Short problem
Count the lines below that contain the string "cloud", matching case exactly, and reply with only the number.
'''
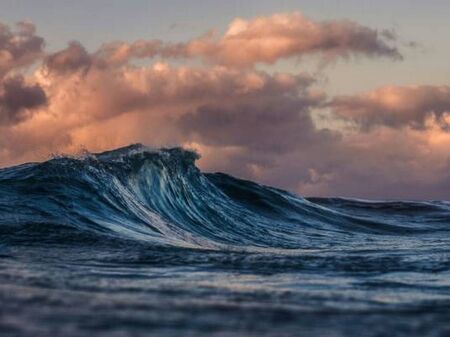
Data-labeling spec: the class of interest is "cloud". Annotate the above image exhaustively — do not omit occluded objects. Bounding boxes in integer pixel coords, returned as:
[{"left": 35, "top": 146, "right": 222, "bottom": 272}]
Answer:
[
  {"left": 182, "top": 12, "right": 402, "bottom": 66},
  {"left": 0, "top": 13, "right": 450, "bottom": 199},
  {"left": 0, "top": 76, "right": 47, "bottom": 125},
  {"left": 44, "top": 41, "right": 93, "bottom": 74},
  {"left": 0, "top": 22, "right": 44, "bottom": 78},
  {"left": 330, "top": 85, "right": 450, "bottom": 130},
  {"left": 80, "top": 12, "right": 403, "bottom": 67}
]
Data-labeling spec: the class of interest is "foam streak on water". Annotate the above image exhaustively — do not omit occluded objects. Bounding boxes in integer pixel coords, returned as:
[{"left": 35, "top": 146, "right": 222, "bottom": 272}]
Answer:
[{"left": 0, "top": 145, "right": 450, "bottom": 336}]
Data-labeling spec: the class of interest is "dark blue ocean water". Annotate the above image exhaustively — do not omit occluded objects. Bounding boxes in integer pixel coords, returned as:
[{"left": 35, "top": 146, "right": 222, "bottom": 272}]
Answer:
[{"left": 0, "top": 145, "right": 450, "bottom": 337}]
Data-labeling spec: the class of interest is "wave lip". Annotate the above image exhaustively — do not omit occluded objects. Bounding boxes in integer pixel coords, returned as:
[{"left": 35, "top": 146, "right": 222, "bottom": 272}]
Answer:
[{"left": 0, "top": 144, "right": 450, "bottom": 249}]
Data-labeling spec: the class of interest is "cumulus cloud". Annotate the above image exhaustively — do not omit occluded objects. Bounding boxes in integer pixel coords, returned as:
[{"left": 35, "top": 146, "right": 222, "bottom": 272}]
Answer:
[
  {"left": 186, "top": 12, "right": 402, "bottom": 66},
  {"left": 82, "top": 12, "right": 403, "bottom": 67},
  {"left": 330, "top": 85, "right": 450, "bottom": 130},
  {"left": 0, "top": 22, "right": 44, "bottom": 78},
  {"left": 0, "top": 76, "right": 47, "bottom": 125},
  {"left": 0, "top": 13, "right": 450, "bottom": 198}
]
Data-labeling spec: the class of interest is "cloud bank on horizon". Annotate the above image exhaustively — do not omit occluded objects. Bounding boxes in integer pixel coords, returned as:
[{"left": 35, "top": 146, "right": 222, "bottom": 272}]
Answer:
[{"left": 0, "top": 12, "right": 450, "bottom": 199}]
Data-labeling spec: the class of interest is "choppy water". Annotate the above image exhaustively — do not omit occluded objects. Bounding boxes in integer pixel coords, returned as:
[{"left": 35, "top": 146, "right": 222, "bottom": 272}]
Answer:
[{"left": 0, "top": 145, "right": 450, "bottom": 336}]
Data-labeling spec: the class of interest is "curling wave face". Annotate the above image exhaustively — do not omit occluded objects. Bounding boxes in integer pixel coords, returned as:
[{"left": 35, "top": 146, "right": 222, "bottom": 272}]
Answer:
[
  {"left": 0, "top": 144, "right": 450, "bottom": 249},
  {"left": 0, "top": 144, "right": 450, "bottom": 336}
]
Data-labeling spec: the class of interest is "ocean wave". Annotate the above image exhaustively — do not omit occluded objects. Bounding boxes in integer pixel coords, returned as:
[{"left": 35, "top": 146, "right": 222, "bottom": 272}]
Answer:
[{"left": 0, "top": 144, "right": 450, "bottom": 249}]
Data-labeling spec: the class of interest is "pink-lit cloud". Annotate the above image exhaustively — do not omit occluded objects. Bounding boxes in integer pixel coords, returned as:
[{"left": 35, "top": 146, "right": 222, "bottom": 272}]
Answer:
[
  {"left": 331, "top": 85, "right": 450, "bottom": 130},
  {"left": 0, "top": 13, "right": 450, "bottom": 198}
]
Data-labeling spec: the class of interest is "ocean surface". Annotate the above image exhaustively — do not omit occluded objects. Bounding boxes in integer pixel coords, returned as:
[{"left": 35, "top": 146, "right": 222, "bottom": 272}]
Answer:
[{"left": 0, "top": 145, "right": 450, "bottom": 337}]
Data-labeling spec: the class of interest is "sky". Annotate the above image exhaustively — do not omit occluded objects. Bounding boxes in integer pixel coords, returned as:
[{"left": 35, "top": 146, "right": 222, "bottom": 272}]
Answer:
[{"left": 0, "top": 0, "right": 450, "bottom": 199}]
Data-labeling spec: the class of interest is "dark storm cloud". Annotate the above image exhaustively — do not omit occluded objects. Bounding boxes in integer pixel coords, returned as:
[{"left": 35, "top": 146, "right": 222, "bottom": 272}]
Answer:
[
  {"left": 0, "top": 22, "right": 44, "bottom": 78},
  {"left": 0, "top": 76, "right": 47, "bottom": 125}
]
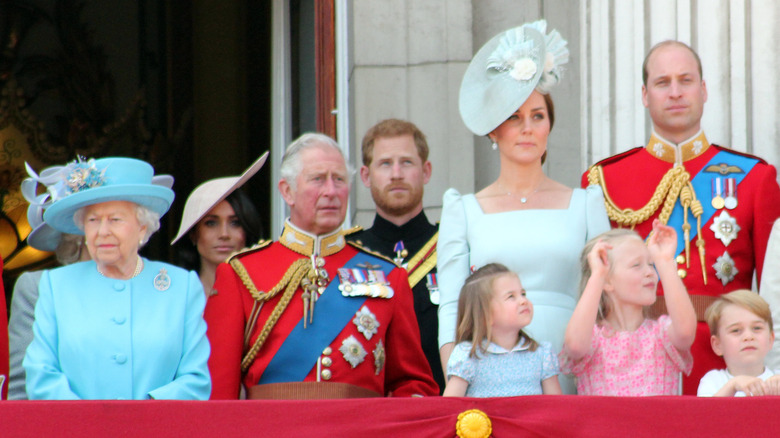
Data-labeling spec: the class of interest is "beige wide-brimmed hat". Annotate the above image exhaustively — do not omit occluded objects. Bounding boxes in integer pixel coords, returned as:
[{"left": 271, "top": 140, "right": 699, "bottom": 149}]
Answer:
[{"left": 171, "top": 151, "right": 268, "bottom": 245}]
'''
Response to the task
5